OBJECTIF: Reproduisez à l'identique chaque ligne des données ci-dessous, du début à la fin.
+++ DONNÉES FOURNIES +++
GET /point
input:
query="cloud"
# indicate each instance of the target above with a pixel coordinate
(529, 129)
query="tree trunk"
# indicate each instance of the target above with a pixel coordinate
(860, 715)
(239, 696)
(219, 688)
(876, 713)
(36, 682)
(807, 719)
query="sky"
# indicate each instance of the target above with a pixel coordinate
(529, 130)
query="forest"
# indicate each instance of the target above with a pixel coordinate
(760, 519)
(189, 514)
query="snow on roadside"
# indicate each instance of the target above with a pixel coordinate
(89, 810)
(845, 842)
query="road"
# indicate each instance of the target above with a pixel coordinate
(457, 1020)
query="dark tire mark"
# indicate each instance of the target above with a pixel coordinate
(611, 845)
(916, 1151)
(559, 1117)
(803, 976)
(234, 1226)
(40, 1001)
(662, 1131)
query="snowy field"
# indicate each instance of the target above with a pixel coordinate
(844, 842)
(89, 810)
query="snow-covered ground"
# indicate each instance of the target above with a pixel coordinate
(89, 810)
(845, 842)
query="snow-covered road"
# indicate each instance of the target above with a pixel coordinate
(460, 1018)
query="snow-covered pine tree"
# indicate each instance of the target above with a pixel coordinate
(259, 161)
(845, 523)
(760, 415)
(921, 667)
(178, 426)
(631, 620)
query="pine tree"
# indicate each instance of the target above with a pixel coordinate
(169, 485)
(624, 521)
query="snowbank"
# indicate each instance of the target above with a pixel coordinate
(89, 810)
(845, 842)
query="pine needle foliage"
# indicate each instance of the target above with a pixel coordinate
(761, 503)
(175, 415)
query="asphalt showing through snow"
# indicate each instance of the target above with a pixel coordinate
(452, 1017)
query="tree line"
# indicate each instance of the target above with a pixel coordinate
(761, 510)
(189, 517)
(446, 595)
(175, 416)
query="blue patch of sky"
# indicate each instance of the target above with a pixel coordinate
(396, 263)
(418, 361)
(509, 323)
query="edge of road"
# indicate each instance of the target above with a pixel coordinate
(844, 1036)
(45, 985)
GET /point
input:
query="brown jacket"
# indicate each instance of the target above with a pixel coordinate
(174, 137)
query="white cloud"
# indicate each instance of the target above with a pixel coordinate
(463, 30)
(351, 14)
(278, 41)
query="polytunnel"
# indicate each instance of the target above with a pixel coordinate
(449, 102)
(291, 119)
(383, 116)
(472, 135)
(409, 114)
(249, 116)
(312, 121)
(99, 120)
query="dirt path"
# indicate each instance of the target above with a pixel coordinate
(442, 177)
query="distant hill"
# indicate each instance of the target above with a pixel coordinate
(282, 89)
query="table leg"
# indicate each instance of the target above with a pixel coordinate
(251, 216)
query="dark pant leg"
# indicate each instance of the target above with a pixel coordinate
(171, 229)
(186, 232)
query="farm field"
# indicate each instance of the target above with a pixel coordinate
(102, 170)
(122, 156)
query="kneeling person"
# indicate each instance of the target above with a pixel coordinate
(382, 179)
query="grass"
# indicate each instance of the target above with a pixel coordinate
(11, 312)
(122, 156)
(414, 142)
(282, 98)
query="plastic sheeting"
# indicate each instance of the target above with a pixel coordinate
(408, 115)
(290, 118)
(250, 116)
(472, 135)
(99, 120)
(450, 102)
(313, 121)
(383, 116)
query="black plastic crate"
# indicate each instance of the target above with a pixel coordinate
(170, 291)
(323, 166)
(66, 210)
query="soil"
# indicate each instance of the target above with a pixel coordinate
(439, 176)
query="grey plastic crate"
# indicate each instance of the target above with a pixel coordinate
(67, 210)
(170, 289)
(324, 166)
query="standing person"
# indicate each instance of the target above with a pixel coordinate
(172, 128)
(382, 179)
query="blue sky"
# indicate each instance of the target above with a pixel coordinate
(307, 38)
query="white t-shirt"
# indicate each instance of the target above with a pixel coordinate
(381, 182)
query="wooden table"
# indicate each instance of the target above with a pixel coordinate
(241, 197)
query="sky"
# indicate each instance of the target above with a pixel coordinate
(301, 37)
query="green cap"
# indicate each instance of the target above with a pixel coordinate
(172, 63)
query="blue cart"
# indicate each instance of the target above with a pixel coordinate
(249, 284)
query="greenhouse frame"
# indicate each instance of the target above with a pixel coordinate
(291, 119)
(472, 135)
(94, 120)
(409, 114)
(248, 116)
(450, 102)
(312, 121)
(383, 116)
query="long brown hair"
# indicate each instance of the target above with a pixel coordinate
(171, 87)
+++
RÉPONSE ÉCRITE:
GET /point
input:
query="cloud"
# indicate each instance of the target above with a pixel coordinate
(529, 129)
query="tree trunk"
# indicate each instance of the target above with a pixel coordinate
(860, 715)
(239, 696)
(219, 688)
(876, 713)
(36, 682)
(807, 719)
query="sky"
# indicate each instance of the target above with a pixel coordinate
(529, 130)
query="forest"
# indicate each instance of the target above with a pixel coordinate
(760, 519)
(189, 514)
query="snow on roadside"
# indicate each instance of the target above with a pixel coordinate
(89, 810)
(845, 842)
query="road"
# indicate each instance of the target above with a pixel coordinate
(457, 1020)
query="dark tire mark"
# indicate each instance of the target above with a pixel coordinate
(611, 845)
(916, 1151)
(559, 1117)
(803, 976)
(234, 1226)
(40, 1001)
(662, 1131)
query="snowy field"
# indicate each instance of the target above with a pixel coordinate
(844, 842)
(89, 810)
query="snow-covered ground"
# indicate each instance of the target above with a pixel coordinate
(89, 810)
(845, 842)
query="snow-covered road"
# indicate each instance of the target above with a pixel coordinate
(460, 1018)
query="snow-covered pine tree"
# indicate each instance of the target above with a pixel coordinate
(259, 161)
(845, 523)
(760, 415)
(921, 667)
(178, 426)
(631, 620)
query="pine tree"
# indicate each instance of the target above with a pixel coordinate
(169, 485)
(624, 521)
query="snowbank"
# indicate each instance of the target above with a pixel coordinate
(89, 810)
(845, 842)
query="pine needle foliage"
# indicate each instance of the target above with a pixel coordinate
(761, 503)
(175, 415)
query="asphalt showing through snow"
# indicate each instance of the target above with a pixel coordinate
(452, 1017)
query="tree line"
# indicate each instance of the target above with a pixel coordinate
(761, 510)
(189, 517)
(446, 595)
(175, 416)
query="blue patch of sky"
# indicate each instance of the target above with a pixel coordinate
(396, 263)
(418, 361)
(509, 323)
query="edge of road"
# indicate each instance of the target above with a pixel coordinate
(844, 1036)
(45, 985)
GET /point
input:
query="brown jacket"
# indicate each instance of the target above with a pixel coordinate
(174, 137)
query="white cloud"
# indicate each instance of the target above with a pixel coordinate
(463, 30)
(351, 14)
(278, 41)
query="polytunnel"
# indicate each instance of the target above with a pixel coordinate
(449, 102)
(291, 119)
(383, 116)
(472, 135)
(409, 114)
(249, 116)
(312, 121)
(99, 120)
query="dirt path"
# indicate each instance of the target above with a pixel coordinate
(442, 177)
query="distant hill"
# indicate each instance of the target above with a pixel coordinate
(282, 89)
query="table leg"
# indicate each instance of the target above with a pixel coordinate
(251, 216)
query="dark pant leg"
# indicate each instance of the target above with a pixel coordinate
(171, 229)
(186, 232)
query="farm field"
# indicate each instance of the target above with a pixel coordinate
(102, 170)
(122, 156)
query="kneeling person"
# indicate each instance of the target above with a pixel coordinate
(382, 179)
query="grass"
# indicate each instance of the target above with a pixel coordinate
(11, 312)
(122, 156)
(414, 142)
(282, 98)
query="plastic sheeting"
# indicate each instance of the target above with a pixel coordinate
(408, 115)
(290, 118)
(250, 116)
(472, 135)
(99, 120)
(450, 102)
(313, 121)
(383, 116)
query="black plastic crate"
# indicate each instance of the target above with a pixel coordinate
(170, 291)
(323, 166)
(66, 210)
query="soil"
# indicate each instance of the target above with a pixel coordinate
(439, 176)
query="grey plastic crate"
# indicate each instance of the target above with a pixel coordinate
(67, 210)
(170, 289)
(324, 166)
query="standing person"
# indicate each instance of the target above with a pixel coordinate
(172, 128)
(382, 179)
query="blue sky"
# indicate each instance of the target above with a pixel coordinate
(307, 38)
query="white t-shirt"
# indicate each instance of the target above with a pixel coordinate
(381, 182)
query="wooden table"
# indicate each instance of the target above with a pixel coordinate
(241, 197)
query="sky"
# indicate each instance of the target above with a pixel coordinate
(301, 37)
query="green cap"
# indicate each instance of the target above with a pixel coordinate
(172, 63)
query="blue cart"
# indicate each instance of the target above with a pixel coordinate
(249, 284)
query="greenhouse frame"
# indicate each instance of the target above with a pixel coordinate
(291, 119)
(472, 135)
(94, 120)
(409, 114)
(248, 116)
(450, 102)
(312, 121)
(383, 116)
query="long brown hair"
# indicate each instance of the target above with a pixel coordinate
(171, 87)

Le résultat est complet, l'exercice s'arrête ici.